[EXERCISE DETAILS]: Rewrite the records below, replacing every occurrence of "green tree" with "leafy tree" and leaving everything else the same.

Point labeling dataset excerpts
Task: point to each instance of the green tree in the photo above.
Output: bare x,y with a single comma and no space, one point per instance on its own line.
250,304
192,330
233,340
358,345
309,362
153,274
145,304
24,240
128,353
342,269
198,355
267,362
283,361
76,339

[RESULT OF THIS EXERCISE]:
Task: point to each instance of the leafy tree in the photo above.
Output: bare x,y with a single comma and no space, one point per instance on its own line.
250,304
192,330
233,340
358,345
309,362
153,274
145,304
24,240
128,353
342,269
198,355
267,362
283,361
76,339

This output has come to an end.